= SELECTED EXTRACT =
** Start **

Invastigating the hardware

Once I had the device in hand, I took a knife and peeled off the black head-shrink tubing that was protecting the PCB. There was also a sticker attached to the heat-shrink tubing with what looked like a version number of some sort, instructions (maybe? in was chinese) and different car model numbers. After I had the bare PCB in hand, I could inspect it visually and compare it to the device that was presented in the video. I was glad to see that it was an exact match to what was presented and that even had the same car model jumper set in the configuration area. As the video does a good job of showing the PCB and all of it components, I will not break down the whole board in writing and will only provide an overview of the components, with emphasis on the components that are of interest for the task of reversing and understanding the firmware.

Board overview

As can be seen in the image above, the main component on the device is an STM32F105RB micro-controller. This micro-controller is a 32-bit Cortex-M3 ARM processor and is rich in peripherals. The STM32F105 has a maximum clock speed of 72MHz, flash size is between 64KB and 256KB and a SRAM size of 64KB (depending on the configuration). It supports USB, I2C, USART, CANbus, I2S, SPI and has a ton of timers and GPIO pins, some of them even have hardware Ethernet available. The other two interesting chip is the dual Microchip MCP25511, this device, described in the data sheet as a “High-Speed CAN Transceiver” sits between the STM32F105 and the CANbus lines. There are two CANbus transceivers, one is connected to the ECU (the cars computer) side and the other is connected to the instrument cluster, each MCP25511 is responsible for the communication on its side of the CANbus. Before I proceeded, I hooked up at the device to a logic analyzer and oscilloscope to check the operation of the device. I used a PSU to supply the device with 12v and watched the 2 CAN buses carefully. After some long captures and waiting for the scope to trigger on any communication, I came to the conclusion the device is not actively sending out it’s own CANbus frames. I also thought of using some CAN to USB or Arduino/RaspberryPi to send my own CAN messages through one end of the bus, but I did not have the required hardware to handle CAN on hand (bit-banging is not reliable due to timing issues).

** End **

= STATED EXERCISE 1 =
Answer these questions about the hardware teardown, one per line:
(a) What was attached to the heat-shrink tubing?
(b) What is the maximum clock speed of the STM32F105?
(c) What voltage did the PSU supply to the device?
= STATED EXERCISE 2 =
Can you rewrite the paragraph of the hardware teardown that begins "Once I had the device in hand" as a short bulleted list that keeps its main facts?
The data records aren't needed for any of these tasks.

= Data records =
** Start **

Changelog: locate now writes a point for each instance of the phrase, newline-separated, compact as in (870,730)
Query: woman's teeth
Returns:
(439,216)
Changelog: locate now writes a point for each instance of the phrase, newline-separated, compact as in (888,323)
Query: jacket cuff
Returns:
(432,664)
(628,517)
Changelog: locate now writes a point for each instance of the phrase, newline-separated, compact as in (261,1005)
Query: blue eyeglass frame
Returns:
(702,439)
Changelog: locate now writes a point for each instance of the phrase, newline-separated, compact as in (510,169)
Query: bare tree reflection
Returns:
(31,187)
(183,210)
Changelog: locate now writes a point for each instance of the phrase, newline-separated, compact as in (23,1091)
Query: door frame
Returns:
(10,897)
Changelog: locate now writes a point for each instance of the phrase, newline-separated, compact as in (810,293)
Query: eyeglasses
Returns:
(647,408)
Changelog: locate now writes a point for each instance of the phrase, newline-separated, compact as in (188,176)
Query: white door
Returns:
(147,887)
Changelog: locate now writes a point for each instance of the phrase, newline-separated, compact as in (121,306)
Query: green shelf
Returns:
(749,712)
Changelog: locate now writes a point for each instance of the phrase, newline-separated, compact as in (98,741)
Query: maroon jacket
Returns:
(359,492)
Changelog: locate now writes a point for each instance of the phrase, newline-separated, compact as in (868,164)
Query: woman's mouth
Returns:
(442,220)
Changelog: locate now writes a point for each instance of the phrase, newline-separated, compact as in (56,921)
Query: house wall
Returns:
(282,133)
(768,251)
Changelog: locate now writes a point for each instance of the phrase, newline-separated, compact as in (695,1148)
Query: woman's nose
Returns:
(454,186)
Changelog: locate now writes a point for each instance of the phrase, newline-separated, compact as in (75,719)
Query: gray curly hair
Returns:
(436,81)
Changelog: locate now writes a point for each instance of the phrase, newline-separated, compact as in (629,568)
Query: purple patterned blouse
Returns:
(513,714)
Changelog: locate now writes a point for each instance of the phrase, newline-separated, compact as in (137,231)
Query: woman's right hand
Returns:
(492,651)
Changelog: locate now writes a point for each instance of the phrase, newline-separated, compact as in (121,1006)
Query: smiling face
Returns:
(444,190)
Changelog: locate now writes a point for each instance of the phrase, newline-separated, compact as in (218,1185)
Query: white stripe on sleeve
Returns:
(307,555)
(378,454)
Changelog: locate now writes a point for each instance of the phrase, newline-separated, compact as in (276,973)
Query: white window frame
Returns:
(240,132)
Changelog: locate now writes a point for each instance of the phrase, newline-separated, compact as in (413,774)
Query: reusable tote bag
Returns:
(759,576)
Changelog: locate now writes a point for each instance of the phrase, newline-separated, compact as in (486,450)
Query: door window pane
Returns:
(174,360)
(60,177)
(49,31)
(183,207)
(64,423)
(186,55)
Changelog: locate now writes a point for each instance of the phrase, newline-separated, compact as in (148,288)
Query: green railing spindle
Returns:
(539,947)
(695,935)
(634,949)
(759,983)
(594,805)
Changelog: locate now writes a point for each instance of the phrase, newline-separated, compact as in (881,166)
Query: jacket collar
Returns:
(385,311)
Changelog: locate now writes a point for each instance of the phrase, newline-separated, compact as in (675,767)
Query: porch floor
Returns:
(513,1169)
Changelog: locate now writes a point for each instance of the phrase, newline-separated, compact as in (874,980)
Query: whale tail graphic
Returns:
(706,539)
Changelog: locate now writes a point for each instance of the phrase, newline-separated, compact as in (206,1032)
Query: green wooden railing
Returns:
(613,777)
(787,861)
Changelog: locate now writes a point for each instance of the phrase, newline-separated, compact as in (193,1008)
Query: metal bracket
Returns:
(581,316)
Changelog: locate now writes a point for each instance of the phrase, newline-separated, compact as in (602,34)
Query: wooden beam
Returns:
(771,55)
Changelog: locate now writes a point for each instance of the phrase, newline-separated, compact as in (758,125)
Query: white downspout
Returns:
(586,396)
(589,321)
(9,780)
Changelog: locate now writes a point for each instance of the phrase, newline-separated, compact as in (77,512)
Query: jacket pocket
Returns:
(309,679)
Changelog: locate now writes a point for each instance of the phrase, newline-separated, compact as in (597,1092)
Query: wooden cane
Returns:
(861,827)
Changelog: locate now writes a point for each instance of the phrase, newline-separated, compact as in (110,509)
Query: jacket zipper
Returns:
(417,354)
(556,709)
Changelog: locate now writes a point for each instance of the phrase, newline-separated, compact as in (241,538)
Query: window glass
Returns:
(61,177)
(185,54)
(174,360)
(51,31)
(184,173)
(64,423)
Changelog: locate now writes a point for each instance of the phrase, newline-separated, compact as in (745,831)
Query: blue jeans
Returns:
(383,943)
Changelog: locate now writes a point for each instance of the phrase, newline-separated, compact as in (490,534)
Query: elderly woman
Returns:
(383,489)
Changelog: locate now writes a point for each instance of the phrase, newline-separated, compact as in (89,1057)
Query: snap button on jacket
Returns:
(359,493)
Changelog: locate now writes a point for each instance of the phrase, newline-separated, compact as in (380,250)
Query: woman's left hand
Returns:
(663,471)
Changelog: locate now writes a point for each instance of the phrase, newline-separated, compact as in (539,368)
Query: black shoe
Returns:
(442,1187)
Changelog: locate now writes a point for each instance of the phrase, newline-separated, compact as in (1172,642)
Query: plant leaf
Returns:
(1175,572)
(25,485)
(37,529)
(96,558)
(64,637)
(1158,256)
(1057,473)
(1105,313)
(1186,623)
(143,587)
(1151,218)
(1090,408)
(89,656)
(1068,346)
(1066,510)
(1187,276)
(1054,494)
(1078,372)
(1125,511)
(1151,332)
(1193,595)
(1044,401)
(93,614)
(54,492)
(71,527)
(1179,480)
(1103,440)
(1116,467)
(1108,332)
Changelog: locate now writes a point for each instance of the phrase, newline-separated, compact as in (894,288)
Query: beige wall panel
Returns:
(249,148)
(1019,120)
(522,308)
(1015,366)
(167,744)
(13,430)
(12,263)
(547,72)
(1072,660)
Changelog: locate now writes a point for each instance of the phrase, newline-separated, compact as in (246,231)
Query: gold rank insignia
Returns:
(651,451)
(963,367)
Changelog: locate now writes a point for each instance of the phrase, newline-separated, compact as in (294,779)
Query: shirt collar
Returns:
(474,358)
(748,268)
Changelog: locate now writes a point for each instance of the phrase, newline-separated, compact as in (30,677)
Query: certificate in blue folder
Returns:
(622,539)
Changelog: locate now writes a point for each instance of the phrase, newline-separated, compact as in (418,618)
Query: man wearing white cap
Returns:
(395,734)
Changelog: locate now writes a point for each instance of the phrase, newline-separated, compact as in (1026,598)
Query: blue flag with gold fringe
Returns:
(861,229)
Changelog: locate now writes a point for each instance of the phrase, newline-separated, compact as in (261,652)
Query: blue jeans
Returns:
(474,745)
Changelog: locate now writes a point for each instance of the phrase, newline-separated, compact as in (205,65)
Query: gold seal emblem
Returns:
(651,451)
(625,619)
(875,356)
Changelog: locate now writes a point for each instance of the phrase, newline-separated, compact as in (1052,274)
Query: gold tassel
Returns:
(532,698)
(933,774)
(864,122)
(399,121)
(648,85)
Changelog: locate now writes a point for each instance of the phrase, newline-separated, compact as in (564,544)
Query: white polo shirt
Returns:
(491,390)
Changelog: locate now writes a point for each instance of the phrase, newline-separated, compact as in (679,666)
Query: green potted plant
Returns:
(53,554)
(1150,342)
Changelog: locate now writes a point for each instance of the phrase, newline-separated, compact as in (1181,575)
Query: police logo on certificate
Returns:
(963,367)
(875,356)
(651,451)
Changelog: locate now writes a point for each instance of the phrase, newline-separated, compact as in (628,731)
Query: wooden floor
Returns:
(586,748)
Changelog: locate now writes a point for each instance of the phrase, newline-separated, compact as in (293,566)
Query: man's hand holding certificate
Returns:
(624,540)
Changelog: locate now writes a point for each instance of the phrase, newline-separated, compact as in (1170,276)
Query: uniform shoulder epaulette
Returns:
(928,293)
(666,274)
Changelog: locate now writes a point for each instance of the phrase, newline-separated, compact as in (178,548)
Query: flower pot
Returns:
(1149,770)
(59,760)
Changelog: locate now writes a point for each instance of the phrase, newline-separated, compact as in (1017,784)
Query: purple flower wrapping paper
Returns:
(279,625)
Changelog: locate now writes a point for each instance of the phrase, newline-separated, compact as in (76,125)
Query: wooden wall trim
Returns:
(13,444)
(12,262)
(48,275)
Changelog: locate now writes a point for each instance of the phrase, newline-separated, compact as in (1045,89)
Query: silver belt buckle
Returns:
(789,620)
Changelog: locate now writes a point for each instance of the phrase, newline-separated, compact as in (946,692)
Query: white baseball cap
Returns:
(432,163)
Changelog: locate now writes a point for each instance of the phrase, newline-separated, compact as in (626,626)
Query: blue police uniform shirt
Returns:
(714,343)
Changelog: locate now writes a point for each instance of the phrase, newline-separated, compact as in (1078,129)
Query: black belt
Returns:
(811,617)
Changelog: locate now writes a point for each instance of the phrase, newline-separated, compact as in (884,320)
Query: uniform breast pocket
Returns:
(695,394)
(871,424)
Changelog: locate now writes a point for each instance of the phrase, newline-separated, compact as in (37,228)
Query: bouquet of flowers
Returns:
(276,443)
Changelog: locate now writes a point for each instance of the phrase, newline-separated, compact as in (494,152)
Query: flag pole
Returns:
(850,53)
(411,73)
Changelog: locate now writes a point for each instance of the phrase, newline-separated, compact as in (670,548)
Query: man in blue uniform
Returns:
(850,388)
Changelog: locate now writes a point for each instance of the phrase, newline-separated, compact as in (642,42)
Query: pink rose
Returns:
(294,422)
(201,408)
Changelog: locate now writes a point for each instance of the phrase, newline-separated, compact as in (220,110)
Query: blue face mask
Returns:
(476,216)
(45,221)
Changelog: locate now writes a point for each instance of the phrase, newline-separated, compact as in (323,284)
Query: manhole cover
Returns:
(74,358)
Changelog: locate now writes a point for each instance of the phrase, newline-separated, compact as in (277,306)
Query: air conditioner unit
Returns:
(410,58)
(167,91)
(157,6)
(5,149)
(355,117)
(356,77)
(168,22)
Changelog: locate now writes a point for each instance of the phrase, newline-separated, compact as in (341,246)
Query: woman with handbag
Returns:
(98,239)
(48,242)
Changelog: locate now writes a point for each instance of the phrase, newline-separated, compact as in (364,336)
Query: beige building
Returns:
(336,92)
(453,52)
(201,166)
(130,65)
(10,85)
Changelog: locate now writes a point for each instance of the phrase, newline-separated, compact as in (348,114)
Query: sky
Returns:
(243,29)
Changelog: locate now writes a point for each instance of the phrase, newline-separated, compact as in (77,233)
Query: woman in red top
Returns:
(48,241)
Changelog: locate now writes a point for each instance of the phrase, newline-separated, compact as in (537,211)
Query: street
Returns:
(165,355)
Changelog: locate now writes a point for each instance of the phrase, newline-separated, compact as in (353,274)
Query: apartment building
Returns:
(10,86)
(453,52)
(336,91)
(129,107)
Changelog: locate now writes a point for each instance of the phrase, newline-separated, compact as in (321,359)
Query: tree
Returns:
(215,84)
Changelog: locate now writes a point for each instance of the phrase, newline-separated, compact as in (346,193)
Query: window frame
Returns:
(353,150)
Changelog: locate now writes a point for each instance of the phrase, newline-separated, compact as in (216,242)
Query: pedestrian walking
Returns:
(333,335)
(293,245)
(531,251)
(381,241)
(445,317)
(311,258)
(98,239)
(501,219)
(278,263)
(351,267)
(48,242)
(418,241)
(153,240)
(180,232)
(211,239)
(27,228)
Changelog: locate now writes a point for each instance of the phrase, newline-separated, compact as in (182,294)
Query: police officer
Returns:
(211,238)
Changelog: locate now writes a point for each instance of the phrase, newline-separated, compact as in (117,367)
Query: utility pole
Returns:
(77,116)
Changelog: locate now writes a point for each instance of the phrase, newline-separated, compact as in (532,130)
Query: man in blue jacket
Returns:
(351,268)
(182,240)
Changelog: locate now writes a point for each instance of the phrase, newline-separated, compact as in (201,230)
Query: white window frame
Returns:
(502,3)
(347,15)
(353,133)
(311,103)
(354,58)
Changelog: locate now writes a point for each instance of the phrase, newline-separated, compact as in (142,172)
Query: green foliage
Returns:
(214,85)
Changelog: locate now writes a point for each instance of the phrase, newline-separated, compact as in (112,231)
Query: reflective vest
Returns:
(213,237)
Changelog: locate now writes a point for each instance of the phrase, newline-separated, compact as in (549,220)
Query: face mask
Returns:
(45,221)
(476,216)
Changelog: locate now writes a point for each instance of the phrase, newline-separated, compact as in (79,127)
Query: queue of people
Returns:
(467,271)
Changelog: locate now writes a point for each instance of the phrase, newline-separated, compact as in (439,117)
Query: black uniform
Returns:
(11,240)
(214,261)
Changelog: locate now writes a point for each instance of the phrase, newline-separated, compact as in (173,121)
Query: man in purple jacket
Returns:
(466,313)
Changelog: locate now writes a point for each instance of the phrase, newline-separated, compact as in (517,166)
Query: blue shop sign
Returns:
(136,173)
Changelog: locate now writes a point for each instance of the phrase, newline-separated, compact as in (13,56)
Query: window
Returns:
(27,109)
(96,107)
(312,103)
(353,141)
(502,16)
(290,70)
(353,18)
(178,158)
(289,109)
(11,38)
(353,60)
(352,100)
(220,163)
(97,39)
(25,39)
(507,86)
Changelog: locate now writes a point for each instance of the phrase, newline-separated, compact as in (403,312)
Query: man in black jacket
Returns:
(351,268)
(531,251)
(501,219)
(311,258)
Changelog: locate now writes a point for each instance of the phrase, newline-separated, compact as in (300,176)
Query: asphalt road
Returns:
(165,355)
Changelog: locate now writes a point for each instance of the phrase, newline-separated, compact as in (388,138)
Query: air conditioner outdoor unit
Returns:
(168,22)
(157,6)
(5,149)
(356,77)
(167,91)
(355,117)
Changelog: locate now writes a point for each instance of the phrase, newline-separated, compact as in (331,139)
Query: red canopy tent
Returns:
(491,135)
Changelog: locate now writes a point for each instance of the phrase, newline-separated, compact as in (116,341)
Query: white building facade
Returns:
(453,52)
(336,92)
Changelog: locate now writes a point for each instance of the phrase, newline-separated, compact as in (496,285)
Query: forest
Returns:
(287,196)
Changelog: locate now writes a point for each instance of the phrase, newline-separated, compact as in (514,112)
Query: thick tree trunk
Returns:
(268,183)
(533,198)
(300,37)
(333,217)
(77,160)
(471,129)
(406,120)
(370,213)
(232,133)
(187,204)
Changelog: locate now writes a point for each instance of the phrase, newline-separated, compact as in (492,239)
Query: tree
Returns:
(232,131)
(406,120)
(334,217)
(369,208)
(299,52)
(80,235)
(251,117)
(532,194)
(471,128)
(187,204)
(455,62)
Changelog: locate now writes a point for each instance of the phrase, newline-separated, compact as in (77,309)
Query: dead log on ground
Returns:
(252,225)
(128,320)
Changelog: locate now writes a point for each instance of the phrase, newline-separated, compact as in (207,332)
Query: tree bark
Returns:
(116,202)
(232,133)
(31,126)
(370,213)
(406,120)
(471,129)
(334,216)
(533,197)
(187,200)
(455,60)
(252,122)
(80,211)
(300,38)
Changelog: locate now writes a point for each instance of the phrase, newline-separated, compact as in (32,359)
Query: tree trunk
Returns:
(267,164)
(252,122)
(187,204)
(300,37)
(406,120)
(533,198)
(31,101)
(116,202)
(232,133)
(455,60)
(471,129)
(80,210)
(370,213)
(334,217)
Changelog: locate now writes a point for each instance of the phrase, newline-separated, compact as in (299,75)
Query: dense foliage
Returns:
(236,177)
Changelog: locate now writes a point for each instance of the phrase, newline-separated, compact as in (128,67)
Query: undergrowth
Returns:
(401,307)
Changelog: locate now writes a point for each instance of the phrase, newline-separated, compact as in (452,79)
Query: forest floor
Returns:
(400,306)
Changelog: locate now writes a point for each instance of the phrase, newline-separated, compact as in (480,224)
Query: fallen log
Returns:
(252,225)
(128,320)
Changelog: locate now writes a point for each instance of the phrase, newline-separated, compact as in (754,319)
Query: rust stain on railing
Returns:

** End **

= WRITTEN ANSWER 1 =
(a) A sticker with what looked like a version number, instructions that may have been in Chinese, and different car model numbers.
(b) 72MHz.
(c) 12v.

= WRITTEN ANSWER 2 =
- The black heat-shrink tubing protecting the PCB was peeled off with a knife.
- A sticker on the tubing showed what looked like a version number, instructions possibly in Chinese, and different car model numbers.
- The bare PCB exactly matched the device shown in the video, including the same car model jumper set in the configuration area.
- Because the video already shows the PCB and its components well, only an overview follows, emphasizing the components relevant to reversing and understanding the firmware.